▸ **Activity**
Whenever a line below holds the word "Mark", copy that line.
Content starts
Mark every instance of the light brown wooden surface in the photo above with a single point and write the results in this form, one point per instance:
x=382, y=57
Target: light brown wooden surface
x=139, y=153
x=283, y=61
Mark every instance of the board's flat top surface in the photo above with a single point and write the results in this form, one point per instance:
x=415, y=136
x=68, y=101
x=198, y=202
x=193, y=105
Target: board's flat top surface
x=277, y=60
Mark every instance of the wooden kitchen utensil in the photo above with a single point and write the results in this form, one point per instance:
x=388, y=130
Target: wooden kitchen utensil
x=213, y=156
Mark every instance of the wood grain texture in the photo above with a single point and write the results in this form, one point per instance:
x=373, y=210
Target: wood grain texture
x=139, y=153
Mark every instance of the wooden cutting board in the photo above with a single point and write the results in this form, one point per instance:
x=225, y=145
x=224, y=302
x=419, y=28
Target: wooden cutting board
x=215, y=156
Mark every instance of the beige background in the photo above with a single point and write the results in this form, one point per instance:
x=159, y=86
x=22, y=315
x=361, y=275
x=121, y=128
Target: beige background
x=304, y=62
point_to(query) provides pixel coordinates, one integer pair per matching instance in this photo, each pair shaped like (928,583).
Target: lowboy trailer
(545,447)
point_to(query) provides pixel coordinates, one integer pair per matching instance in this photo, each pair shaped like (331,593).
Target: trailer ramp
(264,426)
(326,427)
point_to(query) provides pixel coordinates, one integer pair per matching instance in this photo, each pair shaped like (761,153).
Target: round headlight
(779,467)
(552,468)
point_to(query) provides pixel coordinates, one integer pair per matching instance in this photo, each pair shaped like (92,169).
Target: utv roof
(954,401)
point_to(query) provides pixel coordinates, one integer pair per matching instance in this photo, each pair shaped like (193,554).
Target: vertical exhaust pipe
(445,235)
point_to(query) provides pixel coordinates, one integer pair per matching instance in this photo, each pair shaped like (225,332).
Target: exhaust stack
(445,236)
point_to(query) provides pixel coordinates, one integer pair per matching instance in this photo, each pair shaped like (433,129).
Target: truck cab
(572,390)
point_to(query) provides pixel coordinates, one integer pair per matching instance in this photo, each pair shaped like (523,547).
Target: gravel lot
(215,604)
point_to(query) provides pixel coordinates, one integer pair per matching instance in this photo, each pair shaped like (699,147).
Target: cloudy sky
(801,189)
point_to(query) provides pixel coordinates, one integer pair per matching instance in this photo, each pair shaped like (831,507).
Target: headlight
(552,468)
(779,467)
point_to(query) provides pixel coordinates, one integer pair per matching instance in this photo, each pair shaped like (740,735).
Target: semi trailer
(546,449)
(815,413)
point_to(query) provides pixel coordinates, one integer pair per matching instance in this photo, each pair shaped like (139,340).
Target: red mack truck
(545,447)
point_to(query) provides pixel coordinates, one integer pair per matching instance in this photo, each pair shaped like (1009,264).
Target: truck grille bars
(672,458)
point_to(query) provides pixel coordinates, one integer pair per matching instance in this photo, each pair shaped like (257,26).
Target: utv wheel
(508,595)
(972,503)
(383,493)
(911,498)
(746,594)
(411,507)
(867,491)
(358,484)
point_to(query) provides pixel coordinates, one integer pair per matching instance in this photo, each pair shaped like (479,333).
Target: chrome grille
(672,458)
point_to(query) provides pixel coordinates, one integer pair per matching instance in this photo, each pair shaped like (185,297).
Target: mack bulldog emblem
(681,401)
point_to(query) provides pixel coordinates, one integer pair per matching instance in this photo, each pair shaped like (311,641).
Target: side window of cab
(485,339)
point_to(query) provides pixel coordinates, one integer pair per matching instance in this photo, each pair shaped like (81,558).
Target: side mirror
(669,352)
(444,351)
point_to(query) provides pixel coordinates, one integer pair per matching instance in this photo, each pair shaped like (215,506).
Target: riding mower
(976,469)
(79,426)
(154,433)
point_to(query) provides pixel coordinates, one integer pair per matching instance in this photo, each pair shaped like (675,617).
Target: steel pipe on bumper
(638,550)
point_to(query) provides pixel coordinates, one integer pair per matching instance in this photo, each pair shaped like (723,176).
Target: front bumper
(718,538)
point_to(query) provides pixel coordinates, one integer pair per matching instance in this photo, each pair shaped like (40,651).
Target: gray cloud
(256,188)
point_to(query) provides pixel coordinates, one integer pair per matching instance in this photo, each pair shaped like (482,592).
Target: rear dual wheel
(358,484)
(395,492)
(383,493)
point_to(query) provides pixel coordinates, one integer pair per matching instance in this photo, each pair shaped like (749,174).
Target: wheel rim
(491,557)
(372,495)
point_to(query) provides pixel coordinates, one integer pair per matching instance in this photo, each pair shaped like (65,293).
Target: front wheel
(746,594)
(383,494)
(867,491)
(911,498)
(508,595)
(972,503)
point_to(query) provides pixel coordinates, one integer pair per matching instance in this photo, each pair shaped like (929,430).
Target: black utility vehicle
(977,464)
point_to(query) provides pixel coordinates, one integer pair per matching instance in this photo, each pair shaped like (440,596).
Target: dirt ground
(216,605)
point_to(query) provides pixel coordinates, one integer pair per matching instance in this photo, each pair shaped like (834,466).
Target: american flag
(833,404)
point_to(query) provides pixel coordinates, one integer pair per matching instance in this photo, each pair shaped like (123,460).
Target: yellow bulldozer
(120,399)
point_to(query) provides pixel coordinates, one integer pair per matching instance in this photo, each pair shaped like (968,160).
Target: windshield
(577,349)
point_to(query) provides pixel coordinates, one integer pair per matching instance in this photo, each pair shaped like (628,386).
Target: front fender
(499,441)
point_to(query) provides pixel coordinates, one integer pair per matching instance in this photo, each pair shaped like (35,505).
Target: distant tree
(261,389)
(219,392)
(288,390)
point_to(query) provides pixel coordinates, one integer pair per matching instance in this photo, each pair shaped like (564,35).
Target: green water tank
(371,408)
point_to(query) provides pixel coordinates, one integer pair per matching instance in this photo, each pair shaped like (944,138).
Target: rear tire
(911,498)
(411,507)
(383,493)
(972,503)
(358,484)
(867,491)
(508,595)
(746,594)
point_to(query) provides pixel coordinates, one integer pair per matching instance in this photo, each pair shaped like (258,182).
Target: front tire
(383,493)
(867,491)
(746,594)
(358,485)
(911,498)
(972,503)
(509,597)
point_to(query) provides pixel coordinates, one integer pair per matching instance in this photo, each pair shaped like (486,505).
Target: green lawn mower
Content ends
▸ **Answer section**
Mark every instance of the light brown wooden surface in the photo above with a single point and write the results in this form, one point per instance:
Mark every instance of the board's flat top surface in the photo above with a single point and write the results in this form, one point per instance:
Mark every instance of the wooden kitchen utensil in the photo above with a single point and write the results in this form, one point per instance:
Mark every instance of the wood grain texture in the photo above with a single point and write the results in this form, one point per instance:
Mark every instance of the wooden cutting board in the photo above with a single point and write the results in this form, one point per instance:
Mark every instance of the beige background in the photo above with a single point and write the results in this form, one point per instance:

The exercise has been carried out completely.